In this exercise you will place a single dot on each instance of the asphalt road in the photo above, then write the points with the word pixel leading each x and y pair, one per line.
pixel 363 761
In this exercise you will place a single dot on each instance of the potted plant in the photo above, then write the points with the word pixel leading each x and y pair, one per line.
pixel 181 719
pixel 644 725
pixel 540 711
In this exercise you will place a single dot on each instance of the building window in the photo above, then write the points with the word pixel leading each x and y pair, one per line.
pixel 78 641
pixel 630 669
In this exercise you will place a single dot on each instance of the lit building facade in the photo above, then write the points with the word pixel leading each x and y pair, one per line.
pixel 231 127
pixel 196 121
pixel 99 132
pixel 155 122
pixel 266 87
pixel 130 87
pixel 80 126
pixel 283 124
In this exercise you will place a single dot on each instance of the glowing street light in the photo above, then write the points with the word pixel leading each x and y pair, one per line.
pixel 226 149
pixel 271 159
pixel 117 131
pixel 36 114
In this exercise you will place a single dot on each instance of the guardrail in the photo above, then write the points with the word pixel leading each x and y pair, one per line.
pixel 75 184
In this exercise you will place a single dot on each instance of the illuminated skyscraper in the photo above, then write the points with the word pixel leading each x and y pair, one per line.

------------------------------------------------------------

[Exercise objective] Retype all of the records above word for word, keeping every line as it appears.

[Complete response]
In this exercise you will place a single dot on each instance of the asphalt road in the photo above, then write the points with the word pixel leading each x and y pair, one per line.
pixel 363 761
In this exercise you will place a single dot on each instance of the potted plant in the photo above, then write the points with the word pixel leading each x and y pair, one per line.
pixel 181 719
pixel 644 725
pixel 540 711
In this exercise you will place a single dot on each instance of the building window in the photo above, then write the points with the word pixel leading each x and y pair, one per line.
pixel 78 641
pixel 630 669
In this exercise you will place a single dot on each instance of the lit building facade in the photo above, then write the points with the word pixel leading each x and y pair, one per line.
pixel 231 127
pixel 196 121
pixel 99 132
pixel 155 122
pixel 266 87
pixel 130 87
pixel 80 126
pixel 283 124
In this exercise you will place a single dot on each instance of the glowing street light in the photo above, then write the points with the word pixel leading each x and y pair, one per line.
pixel 226 149
pixel 271 159
pixel 117 131
pixel 36 114
In this exercise you will place a single dot on each instance of the guardrail in the photo above, then write the points with the word pixel leading each x and y pair, one per line.
pixel 75 184
In this exercise you will place a single dot on each instance of the illuminated skyscraper in the photo above, then write the points with the word pixel leading each x and y pair, one per line.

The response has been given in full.